═════ Tekstfragment

Artikel 9.2 Maatwerk en samenspraak

De deskundige stelt op basis van maatwerk in samenspraak met de cliënt de aard, omvang en duur van de tegenprestatie vast, waarbij de individuele mogelijkheden en omstandigheden van de cliënt in acht worden genomen.

Artikel 9.3 Vermindering van de kwetsbare positie

Bij de beoordeling van de individuele mogelijkheden en omstandigheden van de cliënt, wordt de vraag beantwoord of de tegenprestatie een bijdrage levert aan de vermindering van de kwetsbare positie van de cliënt.

Artikel 9.4 De zoektijd

  • 1.

    De cliënt krijgt gedurende een periode van 4 weken na de opdracht de gelegenheid om maatschappelijk nuttige activiteiten in het kader van de tegenprestatie te zoeken. Hij neemt hiervoor contact op met de maatschappelijke organisaties en de vrijwilligerscentrale.

  • 2.

    Als er ook na de tweede zoekperiode geen maatschappelijk nuttige activiteiten voorhanden zijn, ontheft de deskundige de cliënt van de verplichting tot het verrichten van de tegenprestatie naar vermogen voor de duur van 1 jaar.

  • 3.

    Als er na de periode genoemd onder punt b nog geen maatschappelijk nuttige activiteiten voorhanden zijn, volgt een volledige ontheffing van de tegenprestatie.

Hoofdstuk 10 Het ontbreken van woonlasten en de commerciële huurprijs

Artikel 10.1 Het ontbreken van woonlasten

Met toepassing van artikel 27 Participatiewet wordt de bijstandsnorm met 10% van de gehuwdennorm verlaagd, indien een woning wordt bewoond waaraan voor de cliënt geen kosten van huur of hypotheeklasten verbonden zijn.

Artikel 10.2 De commerciële relatie bij kostendelers

  • 1.

    Commerciële relatie: voor de toepassing van deze nadere regels wordt aangesloten bij de definitie van de Centrale Raad van Beroep, namelijk:

  • De cliënt kan de zakelijke relatie aantonen met een zakelijke overeenkomst, waarbij de wederzijdse rechten en plichten geregeld zijn en nauwkeurig zijn afgebakend;

  • De cliënt kan betalingen aantonen (bankafschriften/ bewijs kasstortingen afgelopen 3 maanden)

  • De cliënt overlegt een schriftelijk contract;

  • De verhuurder/ onderhuurder of kostgever dient een commerciële huurprijs of commerciële prijs kostgangerschap te ontvangen.

  • 2.

    Cliënten die voor het huren van een woonruimte in een woning van de Woningstichting of Idealis een huurovereenkomst hebben afgesloten, worden met toepassing van19a lid 1 onder c van de Participatiewet niet beschouwd als kostendeler;

  • 3.

    Voor huurders die niet behoren tot de cliënten genoemd in lid 2, bedraagt de commerciële huurprijs op grond van artikel 19a lid 1 onder c van de Participatiewet € 100,- per maand exclusief servicekosten.

══════════

Oefendoel: Met hoeveel wordt de bijstandsnorm volgens het tekstfragment verlaagd als aan de bewoonde woning voor de cliënt geen kosten van huur of hypotheeklasten verbonden zijn?

═════ Geëxtraheerd materiaal

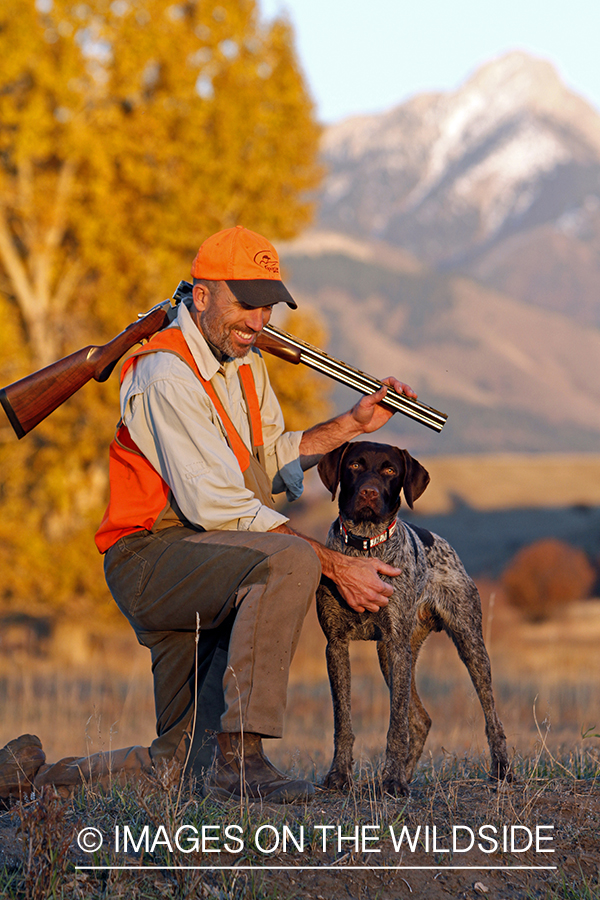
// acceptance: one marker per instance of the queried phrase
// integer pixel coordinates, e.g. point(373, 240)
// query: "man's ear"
point(200, 295)
point(416, 478)
point(330, 467)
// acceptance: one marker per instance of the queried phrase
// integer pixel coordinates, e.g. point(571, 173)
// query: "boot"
point(20, 759)
point(240, 768)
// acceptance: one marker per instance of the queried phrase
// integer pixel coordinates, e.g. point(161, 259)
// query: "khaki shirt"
point(173, 422)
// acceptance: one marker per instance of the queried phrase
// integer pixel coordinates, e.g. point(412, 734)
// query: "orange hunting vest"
point(139, 497)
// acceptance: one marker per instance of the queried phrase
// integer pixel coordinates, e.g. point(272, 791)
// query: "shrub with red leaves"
point(545, 575)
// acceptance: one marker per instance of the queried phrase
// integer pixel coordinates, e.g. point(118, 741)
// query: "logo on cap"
point(266, 260)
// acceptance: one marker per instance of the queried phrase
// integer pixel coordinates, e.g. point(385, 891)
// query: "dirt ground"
point(360, 860)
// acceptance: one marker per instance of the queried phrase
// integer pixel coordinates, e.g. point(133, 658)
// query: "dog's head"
point(371, 477)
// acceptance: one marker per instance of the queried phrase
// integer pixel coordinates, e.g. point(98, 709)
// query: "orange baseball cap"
point(248, 263)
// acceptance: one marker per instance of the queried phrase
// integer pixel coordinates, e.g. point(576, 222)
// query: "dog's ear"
point(416, 478)
point(330, 467)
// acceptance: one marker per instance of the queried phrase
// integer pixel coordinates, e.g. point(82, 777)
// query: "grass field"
point(89, 688)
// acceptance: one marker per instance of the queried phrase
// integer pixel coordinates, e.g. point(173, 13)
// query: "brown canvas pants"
point(249, 592)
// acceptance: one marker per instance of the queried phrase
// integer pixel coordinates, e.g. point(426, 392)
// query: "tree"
point(129, 131)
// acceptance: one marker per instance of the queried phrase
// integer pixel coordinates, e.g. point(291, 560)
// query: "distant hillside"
point(510, 375)
point(499, 180)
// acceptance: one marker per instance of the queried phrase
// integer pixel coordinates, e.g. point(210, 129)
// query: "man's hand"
point(368, 413)
point(357, 577)
point(358, 581)
point(366, 416)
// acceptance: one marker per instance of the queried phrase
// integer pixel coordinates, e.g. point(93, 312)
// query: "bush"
point(545, 575)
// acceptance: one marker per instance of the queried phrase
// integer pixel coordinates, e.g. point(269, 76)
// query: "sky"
point(370, 55)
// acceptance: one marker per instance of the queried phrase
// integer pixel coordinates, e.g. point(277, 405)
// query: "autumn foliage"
point(130, 130)
point(546, 575)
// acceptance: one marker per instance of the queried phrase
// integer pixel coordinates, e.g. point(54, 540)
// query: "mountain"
point(510, 375)
point(499, 180)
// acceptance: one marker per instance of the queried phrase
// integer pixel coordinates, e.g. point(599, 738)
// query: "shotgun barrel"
point(354, 378)
point(27, 402)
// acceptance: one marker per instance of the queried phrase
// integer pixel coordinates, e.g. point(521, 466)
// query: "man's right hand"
point(357, 579)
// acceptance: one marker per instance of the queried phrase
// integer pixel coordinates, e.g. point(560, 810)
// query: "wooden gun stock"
point(27, 402)
point(30, 400)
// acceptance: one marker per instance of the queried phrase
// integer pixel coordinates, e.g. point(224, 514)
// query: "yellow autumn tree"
point(129, 131)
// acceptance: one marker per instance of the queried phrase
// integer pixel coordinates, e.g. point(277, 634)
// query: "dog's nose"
point(369, 494)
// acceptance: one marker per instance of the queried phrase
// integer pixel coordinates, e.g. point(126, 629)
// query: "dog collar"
point(362, 543)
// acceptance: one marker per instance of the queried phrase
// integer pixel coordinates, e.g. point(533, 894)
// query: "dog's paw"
point(337, 781)
point(395, 787)
point(500, 770)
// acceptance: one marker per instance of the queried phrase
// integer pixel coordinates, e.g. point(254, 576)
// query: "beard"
point(219, 335)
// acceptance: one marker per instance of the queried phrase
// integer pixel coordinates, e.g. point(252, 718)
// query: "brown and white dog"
point(433, 593)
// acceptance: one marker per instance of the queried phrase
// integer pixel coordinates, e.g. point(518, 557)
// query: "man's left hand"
point(370, 414)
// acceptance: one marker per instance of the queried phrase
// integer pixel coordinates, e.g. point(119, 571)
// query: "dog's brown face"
point(371, 477)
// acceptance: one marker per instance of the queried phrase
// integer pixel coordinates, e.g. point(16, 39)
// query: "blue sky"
point(371, 55)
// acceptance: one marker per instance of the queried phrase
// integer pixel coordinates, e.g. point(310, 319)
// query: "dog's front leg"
point(399, 659)
point(339, 776)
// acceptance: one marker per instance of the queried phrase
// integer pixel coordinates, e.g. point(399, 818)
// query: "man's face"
point(228, 324)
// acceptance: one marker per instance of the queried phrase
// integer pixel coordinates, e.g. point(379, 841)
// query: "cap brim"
point(261, 292)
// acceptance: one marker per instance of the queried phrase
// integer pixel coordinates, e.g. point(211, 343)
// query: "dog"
point(433, 593)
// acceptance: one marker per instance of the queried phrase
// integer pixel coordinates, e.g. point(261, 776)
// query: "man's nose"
point(256, 319)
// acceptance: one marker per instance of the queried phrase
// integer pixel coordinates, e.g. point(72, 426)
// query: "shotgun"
point(30, 400)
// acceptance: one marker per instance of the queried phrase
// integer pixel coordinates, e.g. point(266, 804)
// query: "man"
point(212, 578)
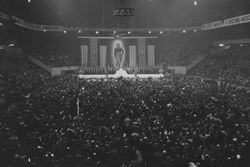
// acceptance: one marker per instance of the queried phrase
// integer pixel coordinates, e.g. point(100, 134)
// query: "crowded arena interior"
point(124, 83)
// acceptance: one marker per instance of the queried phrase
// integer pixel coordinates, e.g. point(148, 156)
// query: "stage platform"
point(121, 73)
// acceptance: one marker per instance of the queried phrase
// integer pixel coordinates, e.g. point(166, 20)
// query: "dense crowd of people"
point(63, 121)
point(231, 66)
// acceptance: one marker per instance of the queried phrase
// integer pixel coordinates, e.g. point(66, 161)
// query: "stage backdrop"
point(131, 53)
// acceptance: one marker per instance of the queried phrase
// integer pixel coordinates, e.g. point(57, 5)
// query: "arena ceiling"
point(149, 13)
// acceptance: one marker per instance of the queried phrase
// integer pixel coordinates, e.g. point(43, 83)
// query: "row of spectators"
point(51, 121)
point(231, 66)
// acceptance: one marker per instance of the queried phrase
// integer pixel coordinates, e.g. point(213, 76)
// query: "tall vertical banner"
point(118, 53)
point(142, 52)
point(132, 56)
point(151, 55)
point(103, 55)
point(93, 52)
point(84, 55)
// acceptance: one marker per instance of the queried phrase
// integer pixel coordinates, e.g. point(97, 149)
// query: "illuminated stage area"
point(121, 73)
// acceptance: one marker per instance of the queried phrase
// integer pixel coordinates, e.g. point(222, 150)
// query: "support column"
point(142, 52)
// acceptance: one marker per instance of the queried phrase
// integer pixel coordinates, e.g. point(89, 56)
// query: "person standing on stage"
point(118, 52)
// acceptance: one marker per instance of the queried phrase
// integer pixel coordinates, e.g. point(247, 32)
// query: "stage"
point(120, 73)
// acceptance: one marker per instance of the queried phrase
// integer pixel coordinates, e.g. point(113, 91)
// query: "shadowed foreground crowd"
point(48, 121)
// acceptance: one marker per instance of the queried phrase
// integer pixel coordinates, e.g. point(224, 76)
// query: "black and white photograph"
point(124, 83)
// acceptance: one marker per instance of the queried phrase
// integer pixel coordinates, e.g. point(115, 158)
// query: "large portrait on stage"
point(118, 53)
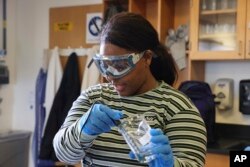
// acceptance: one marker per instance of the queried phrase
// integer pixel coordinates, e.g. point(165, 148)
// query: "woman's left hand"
point(160, 148)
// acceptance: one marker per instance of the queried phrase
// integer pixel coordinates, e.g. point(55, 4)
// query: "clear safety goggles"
point(117, 66)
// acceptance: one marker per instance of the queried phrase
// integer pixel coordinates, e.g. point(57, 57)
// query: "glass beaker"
point(135, 131)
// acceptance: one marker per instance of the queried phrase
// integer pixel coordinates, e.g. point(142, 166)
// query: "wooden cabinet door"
point(217, 33)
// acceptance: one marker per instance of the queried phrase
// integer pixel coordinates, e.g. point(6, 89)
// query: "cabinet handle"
point(248, 47)
point(240, 48)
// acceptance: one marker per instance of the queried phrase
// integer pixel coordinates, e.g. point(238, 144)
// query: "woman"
point(140, 73)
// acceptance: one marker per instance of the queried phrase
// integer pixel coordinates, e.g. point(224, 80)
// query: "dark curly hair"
point(133, 32)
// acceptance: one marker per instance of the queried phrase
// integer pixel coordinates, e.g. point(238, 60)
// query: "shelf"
point(214, 12)
point(217, 36)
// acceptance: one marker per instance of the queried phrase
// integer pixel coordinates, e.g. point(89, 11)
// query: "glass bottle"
point(135, 131)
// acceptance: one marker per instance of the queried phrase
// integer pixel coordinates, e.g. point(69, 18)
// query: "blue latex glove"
point(100, 120)
point(161, 149)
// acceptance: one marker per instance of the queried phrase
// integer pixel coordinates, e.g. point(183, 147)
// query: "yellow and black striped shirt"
point(164, 107)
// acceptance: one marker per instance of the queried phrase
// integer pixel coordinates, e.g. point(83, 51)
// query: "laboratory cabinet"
point(219, 30)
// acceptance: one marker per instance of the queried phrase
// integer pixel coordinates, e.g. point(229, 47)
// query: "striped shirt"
point(165, 108)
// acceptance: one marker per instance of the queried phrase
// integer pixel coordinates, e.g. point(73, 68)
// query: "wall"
point(7, 91)
point(27, 37)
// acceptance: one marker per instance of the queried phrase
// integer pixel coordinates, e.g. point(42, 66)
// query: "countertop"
point(230, 137)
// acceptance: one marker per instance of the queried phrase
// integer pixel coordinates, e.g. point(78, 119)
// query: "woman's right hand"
point(100, 120)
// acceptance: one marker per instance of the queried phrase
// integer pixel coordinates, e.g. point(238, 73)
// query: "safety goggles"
point(117, 66)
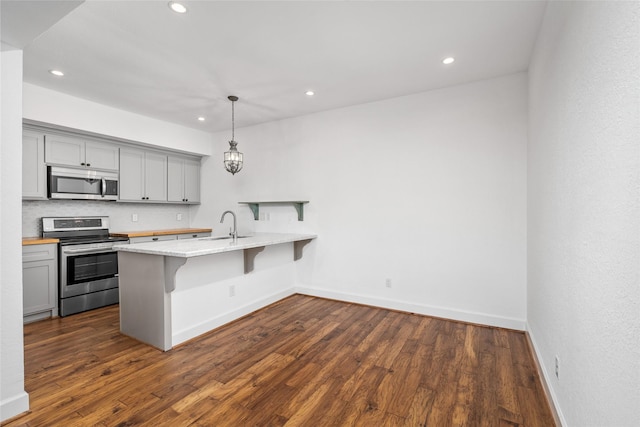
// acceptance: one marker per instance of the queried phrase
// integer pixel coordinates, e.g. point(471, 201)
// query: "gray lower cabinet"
point(39, 281)
point(34, 170)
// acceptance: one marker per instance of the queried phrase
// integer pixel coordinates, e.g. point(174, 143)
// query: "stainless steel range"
point(88, 265)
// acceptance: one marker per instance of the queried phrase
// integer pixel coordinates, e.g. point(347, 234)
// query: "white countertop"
point(209, 245)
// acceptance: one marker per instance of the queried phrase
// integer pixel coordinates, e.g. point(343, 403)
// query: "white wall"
point(57, 108)
point(427, 190)
point(13, 399)
point(584, 209)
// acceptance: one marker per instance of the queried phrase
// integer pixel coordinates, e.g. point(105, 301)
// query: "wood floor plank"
point(300, 361)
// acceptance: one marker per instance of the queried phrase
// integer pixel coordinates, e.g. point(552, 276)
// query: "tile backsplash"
point(150, 216)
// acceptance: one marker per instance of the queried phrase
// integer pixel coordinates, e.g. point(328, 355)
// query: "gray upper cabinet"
point(34, 170)
point(183, 180)
point(143, 176)
point(69, 151)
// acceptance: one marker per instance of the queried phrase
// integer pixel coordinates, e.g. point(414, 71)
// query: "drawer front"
point(193, 236)
point(152, 238)
point(39, 252)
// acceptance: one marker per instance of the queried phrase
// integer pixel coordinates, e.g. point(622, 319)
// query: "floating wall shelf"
point(298, 204)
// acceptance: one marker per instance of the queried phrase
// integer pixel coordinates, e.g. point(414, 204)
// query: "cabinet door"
point(155, 177)
point(175, 179)
point(62, 150)
point(39, 278)
point(192, 181)
point(131, 175)
point(34, 170)
point(38, 288)
point(100, 155)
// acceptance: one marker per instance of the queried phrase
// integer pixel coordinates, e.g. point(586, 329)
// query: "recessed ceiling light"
point(177, 7)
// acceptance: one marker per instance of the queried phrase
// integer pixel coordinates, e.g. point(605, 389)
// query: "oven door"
point(84, 271)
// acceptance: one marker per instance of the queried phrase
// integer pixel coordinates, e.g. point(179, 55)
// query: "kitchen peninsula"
point(173, 291)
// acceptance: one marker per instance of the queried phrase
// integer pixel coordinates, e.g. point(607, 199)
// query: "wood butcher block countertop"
point(26, 241)
point(161, 232)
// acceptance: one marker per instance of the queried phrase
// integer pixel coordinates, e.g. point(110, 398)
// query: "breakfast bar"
point(175, 290)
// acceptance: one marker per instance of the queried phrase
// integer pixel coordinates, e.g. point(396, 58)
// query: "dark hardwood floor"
point(302, 361)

══════════

Uitgewerkte opdracht: Met 10% van de gehuwdennorm.